WORK INSTRUCTIONS → The reply should return the data in full, exactly as written.

Start of TASK INPUT

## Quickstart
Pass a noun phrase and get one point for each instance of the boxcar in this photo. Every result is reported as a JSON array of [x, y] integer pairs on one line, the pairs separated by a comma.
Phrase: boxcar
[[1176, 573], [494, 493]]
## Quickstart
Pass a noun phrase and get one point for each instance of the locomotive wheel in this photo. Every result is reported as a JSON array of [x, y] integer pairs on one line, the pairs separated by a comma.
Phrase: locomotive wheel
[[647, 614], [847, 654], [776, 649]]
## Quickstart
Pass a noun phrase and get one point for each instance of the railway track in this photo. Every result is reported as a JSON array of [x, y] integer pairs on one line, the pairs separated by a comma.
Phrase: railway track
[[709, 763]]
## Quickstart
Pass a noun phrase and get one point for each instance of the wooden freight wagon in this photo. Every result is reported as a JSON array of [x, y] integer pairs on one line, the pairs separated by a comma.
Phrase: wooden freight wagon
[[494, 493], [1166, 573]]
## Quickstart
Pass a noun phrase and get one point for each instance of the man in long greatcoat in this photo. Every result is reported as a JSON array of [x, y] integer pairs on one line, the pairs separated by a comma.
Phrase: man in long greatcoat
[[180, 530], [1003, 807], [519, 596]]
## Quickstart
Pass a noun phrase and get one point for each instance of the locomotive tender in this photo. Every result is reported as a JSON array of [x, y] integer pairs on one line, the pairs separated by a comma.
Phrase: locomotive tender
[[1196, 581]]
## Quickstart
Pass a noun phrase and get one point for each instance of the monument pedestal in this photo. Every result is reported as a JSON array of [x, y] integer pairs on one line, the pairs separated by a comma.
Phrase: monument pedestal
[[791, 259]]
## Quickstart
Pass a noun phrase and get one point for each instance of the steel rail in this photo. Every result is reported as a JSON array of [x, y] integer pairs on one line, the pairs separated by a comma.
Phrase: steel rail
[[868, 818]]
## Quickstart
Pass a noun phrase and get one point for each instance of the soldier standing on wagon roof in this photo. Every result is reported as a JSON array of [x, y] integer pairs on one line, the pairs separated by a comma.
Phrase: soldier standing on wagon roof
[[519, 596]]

End of TASK INPUT

EXERCISE OUTPUT →
## Quickstart
Pass a noun phrase and get one point for each instance of the boxcar in this photo. Every result is reported as a JSON array of [x, y] integer pairs on one line, the pairs separated by a comma.
Phrase: boxcar
[[1176, 573], [494, 493]]
## Quickstart
Pass a noun phrase and get one point for each instance of the locomotive wheel in this photo. Every result is reported as a JSON array of [x, y] integer pairs on one line, the pairs separated by a comma.
Phrase: locomotive wheel
[[647, 614], [847, 654], [776, 649]]
## Quickstart
Pass a noun phrase and get one point for each instance of the railway track in this photo. Every result is reported as a JSON array of [x, y] integer pairs on one line, the pairs separated by a comma.
Phrase: railway track
[[709, 763]]
## Quickstart
Pass a noun phrase and get one point for each instance of the wooden freight wagon in this photo. Every result is reported as a JSON array of [x, y] integer pairs on one line, the pairs separated by a comma.
Phrase: wooden freight wagon
[[494, 493], [1166, 573]]
## Quickstart
Pass a noun phrase and get one point for each instance of the man in long greatcoat in this photo. Every result is reported as a JSON array of [x, y] integer pairs on one line, the pairs separated by a comma.
Phrase: man in long greatcoat
[[180, 530], [1003, 807], [519, 596]]
## Quickstart
Pass a noun phrase and get one point for each instance of the locomotive tender in this photo. Every result is reported as a JSON array of [x, y] integer pairs on one line, the pairs separated by a comma.
Phrase: locomotive tender
[[1196, 581]]
## Quickstart
Pass a noun phrase and get one point for each instance of the monument pedestal in this photo. Every result is reported as a JSON array of [x, y] integer pairs on one line, the pairs separated by a comma.
Phrase: monument pedestal
[[791, 259]]
## Quickstart
Pass a noun phrase and get one point for each instance of the steel rail in this photo. Every result is reported as a JSON array of [x, y] integer pairs on one line, the pairs separated by a comma.
Phrase: steel rail
[[868, 818]]
## Quickstart
Pass a noun phrase and get one point for each instance of the soldier standing on wagon roof in this photo. Every result is reported as a JSON array of [x, y] integer pairs on one line, the pairs separated by a comma.
Phrase: soldier standing on wagon roof
[[519, 596]]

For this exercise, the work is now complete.